## EXERCISE OBJECTIVE
Every line of the data below is to be given again as it appears, with the images removed.

[Natural language region descriptions]
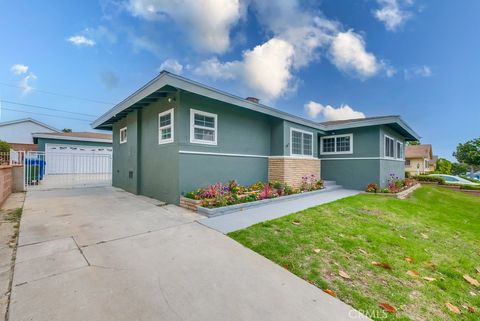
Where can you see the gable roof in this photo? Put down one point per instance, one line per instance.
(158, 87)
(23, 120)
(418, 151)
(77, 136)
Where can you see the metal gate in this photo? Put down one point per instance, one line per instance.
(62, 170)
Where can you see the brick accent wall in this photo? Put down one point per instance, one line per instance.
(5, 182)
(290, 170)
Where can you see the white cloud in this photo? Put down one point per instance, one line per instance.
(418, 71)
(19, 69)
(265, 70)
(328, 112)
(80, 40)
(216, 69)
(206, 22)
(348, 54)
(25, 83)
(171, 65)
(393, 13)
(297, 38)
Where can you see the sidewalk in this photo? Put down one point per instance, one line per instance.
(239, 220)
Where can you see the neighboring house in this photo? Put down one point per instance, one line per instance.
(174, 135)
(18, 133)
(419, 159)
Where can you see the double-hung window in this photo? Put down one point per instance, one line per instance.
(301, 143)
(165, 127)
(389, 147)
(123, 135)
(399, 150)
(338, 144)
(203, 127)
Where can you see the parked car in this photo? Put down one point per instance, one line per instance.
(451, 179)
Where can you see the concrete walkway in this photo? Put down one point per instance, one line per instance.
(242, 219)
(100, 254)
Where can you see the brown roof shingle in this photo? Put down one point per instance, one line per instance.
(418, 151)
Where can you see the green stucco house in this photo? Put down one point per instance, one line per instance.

## RESPONSE
Where can you see the gable roof in this photo? Put down one point per instance, one line per instance.
(158, 87)
(23, 120)
(418, 151)
(77, 136)
Where can you see the metal gate in this photo? Put down one point per instance, one line per instance.
(62, 170)
Where can you see the brick accent wall in this photo? Put down one point per instance, one line per instance.
(5, 182)
(290, 170)
Where can you see the white cloud in this photo? Put down one point per instance, one line per instance.
(418, 71)
(19, 69)
(265, 70)
(328, 112)
(80, 40)
(216, 69)
(206, 22)
(348, 54)
(25, 83)
(171, 65)
(393, 13)
(297, 38)
Where can you see the sidewalk in this photo? Put down one point per instance, one line per instance.
(239, 220)
Where can you see the neighboring house in this photo? Put down one point per instance, one line per instance.
(174, 135)
(18, 133)
(419, 159)
Where can you see the double-hung window in this photo? Put down one point per instance, one line per instance.
(301, 143)
(165, 127)
(389, 147)
(123, 135)
(399, 150)
(338, 144)
(203, 127)
Where can you see the parked car in this photo? Put down one point per instance, one line per instance.
(451, 179)
Where can you see the concrete walkway in this photo? Put down one point per instance, one line per instance.
(242, 219)
(100, 254)
Where can you see the brown roof shingle in this photo? Put down one point per instance, one line per instance.
(418, 151)
Where can you see the green stucco house in this photo? Put down one point per instance, one line per instance.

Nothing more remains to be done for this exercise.